Task objective » Reproduce the data below exactly, everything from the line containing "Reviewer note: confirm that each instance of the stilted" down through the line containing "column 410, row 84", with both of those lines included.

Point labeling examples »

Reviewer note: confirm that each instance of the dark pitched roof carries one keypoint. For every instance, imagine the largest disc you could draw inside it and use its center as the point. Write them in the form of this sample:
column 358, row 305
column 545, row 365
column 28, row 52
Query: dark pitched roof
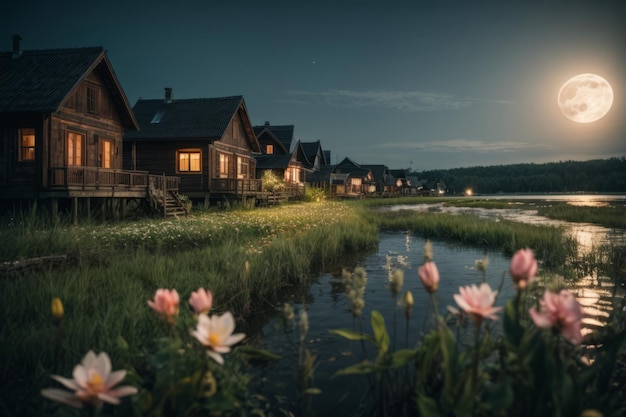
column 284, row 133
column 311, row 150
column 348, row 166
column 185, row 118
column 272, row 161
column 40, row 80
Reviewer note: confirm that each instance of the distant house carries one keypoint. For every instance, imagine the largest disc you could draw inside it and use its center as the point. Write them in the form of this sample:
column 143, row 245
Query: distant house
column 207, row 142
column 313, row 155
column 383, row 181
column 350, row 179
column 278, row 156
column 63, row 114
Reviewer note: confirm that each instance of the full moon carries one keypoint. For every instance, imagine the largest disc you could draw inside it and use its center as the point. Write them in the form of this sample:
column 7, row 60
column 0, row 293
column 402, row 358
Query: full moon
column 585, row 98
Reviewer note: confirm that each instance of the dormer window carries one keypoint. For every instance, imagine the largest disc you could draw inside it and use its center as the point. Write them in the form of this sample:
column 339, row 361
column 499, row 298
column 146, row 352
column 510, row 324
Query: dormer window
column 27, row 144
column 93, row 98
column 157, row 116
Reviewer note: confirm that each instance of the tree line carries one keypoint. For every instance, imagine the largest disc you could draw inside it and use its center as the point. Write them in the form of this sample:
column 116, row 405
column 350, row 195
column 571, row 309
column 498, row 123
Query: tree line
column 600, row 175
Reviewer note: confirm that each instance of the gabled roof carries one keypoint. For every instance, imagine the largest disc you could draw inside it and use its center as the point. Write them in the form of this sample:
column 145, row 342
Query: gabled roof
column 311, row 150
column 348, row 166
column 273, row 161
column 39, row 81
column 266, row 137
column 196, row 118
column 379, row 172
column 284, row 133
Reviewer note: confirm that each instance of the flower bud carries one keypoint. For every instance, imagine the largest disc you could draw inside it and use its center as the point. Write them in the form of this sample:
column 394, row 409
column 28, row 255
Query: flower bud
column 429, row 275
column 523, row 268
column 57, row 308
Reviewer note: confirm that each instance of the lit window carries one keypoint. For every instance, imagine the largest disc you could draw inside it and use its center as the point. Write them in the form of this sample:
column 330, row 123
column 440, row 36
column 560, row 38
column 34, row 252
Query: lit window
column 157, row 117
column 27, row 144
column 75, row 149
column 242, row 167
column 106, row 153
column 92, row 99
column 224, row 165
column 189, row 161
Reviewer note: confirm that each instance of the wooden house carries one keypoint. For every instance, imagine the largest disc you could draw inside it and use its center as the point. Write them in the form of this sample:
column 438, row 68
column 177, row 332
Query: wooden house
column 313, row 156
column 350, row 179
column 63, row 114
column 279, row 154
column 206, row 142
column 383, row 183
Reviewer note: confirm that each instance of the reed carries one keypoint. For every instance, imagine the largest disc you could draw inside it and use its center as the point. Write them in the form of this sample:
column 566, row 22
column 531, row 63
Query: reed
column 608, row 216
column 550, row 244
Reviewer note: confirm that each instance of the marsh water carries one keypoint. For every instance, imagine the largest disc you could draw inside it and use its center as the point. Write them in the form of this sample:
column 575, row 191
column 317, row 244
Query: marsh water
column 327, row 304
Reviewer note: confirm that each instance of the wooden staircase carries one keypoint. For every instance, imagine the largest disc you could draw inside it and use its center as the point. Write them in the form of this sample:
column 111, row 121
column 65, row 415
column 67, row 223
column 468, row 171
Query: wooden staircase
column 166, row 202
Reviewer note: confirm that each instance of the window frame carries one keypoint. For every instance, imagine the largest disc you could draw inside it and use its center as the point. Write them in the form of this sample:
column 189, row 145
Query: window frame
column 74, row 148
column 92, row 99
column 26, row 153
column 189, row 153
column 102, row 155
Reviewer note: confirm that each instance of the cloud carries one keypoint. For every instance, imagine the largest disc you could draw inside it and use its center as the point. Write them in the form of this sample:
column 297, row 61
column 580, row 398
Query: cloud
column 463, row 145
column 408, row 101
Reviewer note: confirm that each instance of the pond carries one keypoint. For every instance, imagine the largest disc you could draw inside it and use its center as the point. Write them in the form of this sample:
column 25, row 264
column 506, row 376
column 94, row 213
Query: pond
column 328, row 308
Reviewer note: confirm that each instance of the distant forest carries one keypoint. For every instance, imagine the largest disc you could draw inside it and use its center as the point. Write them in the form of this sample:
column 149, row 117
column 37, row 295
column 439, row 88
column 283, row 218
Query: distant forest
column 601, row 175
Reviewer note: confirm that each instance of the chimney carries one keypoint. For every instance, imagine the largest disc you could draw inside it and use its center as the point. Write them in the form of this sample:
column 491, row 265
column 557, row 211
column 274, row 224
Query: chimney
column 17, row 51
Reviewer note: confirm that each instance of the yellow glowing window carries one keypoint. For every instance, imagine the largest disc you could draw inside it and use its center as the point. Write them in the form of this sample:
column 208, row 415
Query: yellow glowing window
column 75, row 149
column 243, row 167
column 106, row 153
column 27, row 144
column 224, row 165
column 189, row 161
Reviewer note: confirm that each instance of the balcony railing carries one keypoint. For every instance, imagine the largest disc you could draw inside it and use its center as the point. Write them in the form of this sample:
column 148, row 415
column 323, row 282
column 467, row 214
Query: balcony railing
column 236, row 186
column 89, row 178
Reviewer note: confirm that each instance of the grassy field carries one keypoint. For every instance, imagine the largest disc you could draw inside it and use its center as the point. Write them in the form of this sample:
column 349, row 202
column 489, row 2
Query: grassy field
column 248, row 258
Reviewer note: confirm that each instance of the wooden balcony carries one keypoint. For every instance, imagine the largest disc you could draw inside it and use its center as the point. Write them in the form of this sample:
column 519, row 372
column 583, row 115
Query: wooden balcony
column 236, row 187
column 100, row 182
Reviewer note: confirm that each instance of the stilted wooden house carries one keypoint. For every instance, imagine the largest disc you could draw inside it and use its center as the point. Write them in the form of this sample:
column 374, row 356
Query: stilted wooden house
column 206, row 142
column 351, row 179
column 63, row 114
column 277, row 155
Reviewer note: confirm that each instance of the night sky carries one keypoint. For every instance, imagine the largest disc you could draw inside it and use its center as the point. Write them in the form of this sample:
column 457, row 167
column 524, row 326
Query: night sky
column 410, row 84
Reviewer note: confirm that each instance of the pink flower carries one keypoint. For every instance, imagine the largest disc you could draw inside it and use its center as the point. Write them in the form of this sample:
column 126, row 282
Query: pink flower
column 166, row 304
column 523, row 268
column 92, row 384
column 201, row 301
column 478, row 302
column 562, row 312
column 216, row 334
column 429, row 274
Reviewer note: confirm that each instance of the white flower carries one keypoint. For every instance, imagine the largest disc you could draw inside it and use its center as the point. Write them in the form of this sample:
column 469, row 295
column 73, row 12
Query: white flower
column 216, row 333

Output for this task »
Reviewer note: confirm that each instance of the stilted wooden house carries one keypoint. For every instance, imagine the largest disc you could draw inside it and use its center as the point. Write them in the form of this sample:
column 374, row 356
Query: stilted wooden house
column 206, row 142
column 351, row 179
column 63, row 114
column 277, row 155
Reviewer note: confirm that each instance of the night sky carries one keypoint. For every instance, imagine the largest disc you could draw inside it and use its center as the point. Write them in the form of this sample:
column 457, row 167
column 524, row 326
Query: night sky
column 410, row 84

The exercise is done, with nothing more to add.